Stored items:
'''
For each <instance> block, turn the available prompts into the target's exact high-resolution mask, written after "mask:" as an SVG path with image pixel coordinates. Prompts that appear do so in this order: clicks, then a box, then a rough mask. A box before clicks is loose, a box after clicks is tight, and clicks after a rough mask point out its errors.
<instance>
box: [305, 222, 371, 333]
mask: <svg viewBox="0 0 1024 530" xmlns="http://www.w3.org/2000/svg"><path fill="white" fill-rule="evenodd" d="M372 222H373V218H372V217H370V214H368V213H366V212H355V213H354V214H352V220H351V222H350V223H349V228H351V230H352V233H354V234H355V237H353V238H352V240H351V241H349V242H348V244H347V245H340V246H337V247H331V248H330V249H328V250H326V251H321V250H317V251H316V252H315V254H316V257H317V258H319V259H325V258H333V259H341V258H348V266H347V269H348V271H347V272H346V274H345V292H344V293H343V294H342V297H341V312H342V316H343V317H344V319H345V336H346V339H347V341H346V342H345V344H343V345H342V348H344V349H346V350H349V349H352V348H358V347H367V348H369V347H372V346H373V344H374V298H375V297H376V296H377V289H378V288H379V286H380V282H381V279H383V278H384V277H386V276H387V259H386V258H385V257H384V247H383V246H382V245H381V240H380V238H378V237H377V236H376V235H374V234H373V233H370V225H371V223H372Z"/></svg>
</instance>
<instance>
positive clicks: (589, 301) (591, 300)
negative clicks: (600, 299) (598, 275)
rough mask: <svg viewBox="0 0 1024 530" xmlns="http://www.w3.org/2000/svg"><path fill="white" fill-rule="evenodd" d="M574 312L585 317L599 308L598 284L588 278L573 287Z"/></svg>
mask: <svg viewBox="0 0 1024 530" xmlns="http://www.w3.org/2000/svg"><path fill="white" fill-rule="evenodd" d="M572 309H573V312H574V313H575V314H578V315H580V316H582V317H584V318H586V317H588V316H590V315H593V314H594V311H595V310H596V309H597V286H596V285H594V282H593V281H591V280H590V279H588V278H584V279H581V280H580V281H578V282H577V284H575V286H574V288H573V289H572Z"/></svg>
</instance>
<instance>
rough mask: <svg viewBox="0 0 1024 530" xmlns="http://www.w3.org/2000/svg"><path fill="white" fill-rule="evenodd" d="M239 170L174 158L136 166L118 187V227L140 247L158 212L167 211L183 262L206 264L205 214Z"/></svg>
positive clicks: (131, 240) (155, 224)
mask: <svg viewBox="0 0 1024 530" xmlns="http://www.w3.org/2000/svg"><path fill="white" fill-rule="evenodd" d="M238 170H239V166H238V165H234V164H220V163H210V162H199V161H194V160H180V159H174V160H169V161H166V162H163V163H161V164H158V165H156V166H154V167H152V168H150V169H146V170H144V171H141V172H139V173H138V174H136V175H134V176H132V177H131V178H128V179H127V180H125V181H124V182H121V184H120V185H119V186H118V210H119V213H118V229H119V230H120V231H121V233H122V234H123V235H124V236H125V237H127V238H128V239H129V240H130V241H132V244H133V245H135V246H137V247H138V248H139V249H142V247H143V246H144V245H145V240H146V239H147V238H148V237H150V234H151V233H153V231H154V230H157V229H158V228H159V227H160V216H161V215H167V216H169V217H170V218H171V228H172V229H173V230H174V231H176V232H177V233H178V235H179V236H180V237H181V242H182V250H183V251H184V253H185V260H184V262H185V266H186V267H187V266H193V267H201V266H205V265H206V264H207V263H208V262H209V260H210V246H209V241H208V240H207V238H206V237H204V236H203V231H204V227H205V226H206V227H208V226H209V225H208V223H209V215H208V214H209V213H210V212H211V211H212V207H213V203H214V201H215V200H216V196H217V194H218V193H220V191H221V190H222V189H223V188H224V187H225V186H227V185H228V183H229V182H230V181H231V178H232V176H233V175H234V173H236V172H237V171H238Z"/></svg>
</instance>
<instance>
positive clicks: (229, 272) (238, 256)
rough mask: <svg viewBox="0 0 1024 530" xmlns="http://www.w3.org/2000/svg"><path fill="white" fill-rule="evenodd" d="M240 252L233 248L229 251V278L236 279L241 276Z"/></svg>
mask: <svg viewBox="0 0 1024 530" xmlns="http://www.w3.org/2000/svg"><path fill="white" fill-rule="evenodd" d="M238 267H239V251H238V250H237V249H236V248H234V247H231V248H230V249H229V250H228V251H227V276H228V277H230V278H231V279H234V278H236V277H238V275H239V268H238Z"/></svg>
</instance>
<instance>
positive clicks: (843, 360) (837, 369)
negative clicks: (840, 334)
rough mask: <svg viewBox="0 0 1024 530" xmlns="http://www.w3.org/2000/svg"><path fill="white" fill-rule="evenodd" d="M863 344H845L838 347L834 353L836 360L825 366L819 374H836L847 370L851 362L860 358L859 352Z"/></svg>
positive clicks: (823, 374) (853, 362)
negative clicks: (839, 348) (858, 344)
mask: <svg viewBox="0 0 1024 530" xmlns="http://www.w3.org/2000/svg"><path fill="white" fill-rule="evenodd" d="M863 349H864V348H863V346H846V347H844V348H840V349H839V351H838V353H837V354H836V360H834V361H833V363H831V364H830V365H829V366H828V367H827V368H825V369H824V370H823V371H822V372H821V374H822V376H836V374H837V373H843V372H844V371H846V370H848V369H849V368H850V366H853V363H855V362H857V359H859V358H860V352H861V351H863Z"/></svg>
'''
◆ **TASK INSTRUCTIONS**:
Each record above should be set down again in its exact wording.

◆ **EXERCISE SOLUTION**:
For each <instance> block, turn the available prompts into the target's exact high-resolution mask, written after "mask:" as an SVG path with image pixel coordinates. Prompts that appear do so in this order: clicks, then a box, then a rough mask. A box before clicks is loose, a box after clicks is tight, and clicks after a rough mask point out its errors.
<instance>
box: [305, 222, 371, 333]
mask: <svg viewBox="0 0 1024 530" xmlns="http://www.w3.org/2000/svg"><path fill="white" fill-rule="evenodd" d="M372 222H373V218H372V217H370V214H368V213H366V212H355V213H354V214H352V220H351V222H350V223H349V228H351V230H352V233H354V234H355V237H353V238H352V240H351V241H349V242H348V244H347V245H340V246H337V247H331V248H330V249H328V250H326V251H321V250H317V251H316V252H315V254H316V257H317V258H319V259H325V258H333V259H341V258H348V266H347V269H348V271H347V272H346V274H345V292H344V293H343V294H342V297H341V312H342V316H343V317H344V319H345V336H346V339H347V341H346V342H345V344H343V345H342V348H344V349H346V350H349V349H352V348H358V347H367V348H369V347H372V346H373V344H374V298H375V297H376V296H377V289H378V288H379V286H380V282H381V279H383V278H384V277H386V276H387V259H386V258H385V257H384V247H383V246H382V245H381V240H380V238H378V237H377V236H376V235H374V234H373V233H370V225H371V223H372Z"/></svg>
</instance>
<instance>
positive clicks: (589, 301) (591, 300)
negative clicks: (600, 299) (598, 275)
rough mask: <svg viewBox="0 0 1024 530" xmlns="http://www.w3.org/2000/svg"><path fill="white" fill-rule="evenodd" d="M574 312L585 317L599 308L598 284L588 278L573 287Z"/></svg>
mask: <svg viewBox="0 0 1024 530" xmlns="http://www.w3.org/2000/svg"><path fill="white" fill-rule="evenodd" d="M572 309H573V312H574V313H575V314H578V315H580V316H582V317H584V318H586V317H588V316H590V315H593V314H594V311H595V310H596V309H597V286H596V285H594V282H593V281H591V280H590V279H588V278H584V279H581V280H580V281H578V282H577V284H575V286H574V288H573V289H572Z"/></svg>
</instance>
<instance>
rough mask: <svg viewBox="0 0 1024 530" xmlns="http://www.w3.org/2000/svg"><path fill="white" fill-rule="evenodd" d="M239 170L174 158L136 166L118 187V227L140 247L158 212L167 211L183 262L206 264L205 214Z"/></svg>
positive clicks: (131, 240) (155, 224)
mask: <svg viewBox="0 0 1024 530" xmlns="http://www.w3.org/2000/svg"><path fill="white" fill-rule="evenodd" d="M238 170H239V166H238V165H234V164H220V163H210V162H199V161H194V160H180V159H174V160H169V161H166V162H163V163H161V164H158V165H156V166H154V167H152V168H150V169H146V170H144V171H141V172H139V173H138V174H136V175H134V176H132V177H131V178H128V179H127V180H125V181H124V182H121V184H120V185H119V186H118V210H119V213H118V229H119V230H120V231H121V233H122V234H123V235H124V236H125V237H127V238H128V239H129V240H130V241H132V244H133V245H135V246H137V247H138V248H139V249H142V247H143V246H144V245H145V240H146V239H147V238H148V237H150V234H151V233H153V231H154V230H157V229H158V228H159V227H160V216H161V215H167V216H169V217H170V218H171V228H172V229H173V230H174V231H176V232H177V233H178V235H179V236H180V237H181V242H182V250H183V251H184V253H185V260H184V262H185V266H186V267H187V266H193V267H201V266H205V265H206V264H207V263H208V262H209V260H210V246H209V241H208V240H207V238H206V237H204V236H203V231H204V227H205V226H206V227H208V226H209V225H208V223H209V215H208V214H209V213H210V212H211V211H212V207H213V203H214V201H215V200H216V196H217V194H218V193H220V191H221V190H222V189H223V188H224V187H225V186H227V185H228V183H229V182H230V181H231V178H232V176H233V175H234V173H236V172H237V171H238Z"/></svg>
</instance>
<instance>
positive clicks: (229, 272) (238, 256)
rough mask: <svg viewBox="0 0 1024 530" xmlns="http://www.w3.org/2000/svg"><path fill="white" fill-rule="evenodd" d="M240 252L233 248L229 251V278L236 279L241 276Z"/></svg>
mask: <svg viewBox="0 0 1024 530" xmlns="http://www.w3.org/2000/svg"><path fill="white" fill-rule="evenodd" d="M238 267H239V251H238V250H237V249H236V248H234V247H231V248H230V249H229V250H228V251H227V276H228V277H230V278H231V279H234V278H236V277H238V275H239V268H238Z"/></svg>
</instance>
<instance>
positive clicks: (843, 360) (837, 369)
negative clicks: (840, 334)
rough mask: <svg viewBox="0 0 1024 530" xmlns="http://www.w3.org/2000/svg"><path fill="white" fill-rule="evenodd" d="M863 344H845L838 347L834 353L836 360L825 366L819 374H836L847 370L851 362L860 358L859 352Z"/></svg>
positive clicks: (823, 374) (853, 362)
negative clicks: (839, 348) (858, 344)
mask: <svg viewBox="0 0 1024 530" xmlns="http://www.w3.org/2000/svg"><path fill="white" fill-rule="evenodd" d="M863 349H864V348H863V346H846V347H844V348H840V349H839V351H838V353H837V354H836V360H834V361H833V363H831V364H830V365H829V366H828V367H827V368H825V369H824V370H823V371H822V372H821V374H822V376H836V374H837V373H843V372H844V371H846V370H848V369H849V368H850V366H853V363H855V362H857V359H859V358H860V352H861V351H863Z"/></svg>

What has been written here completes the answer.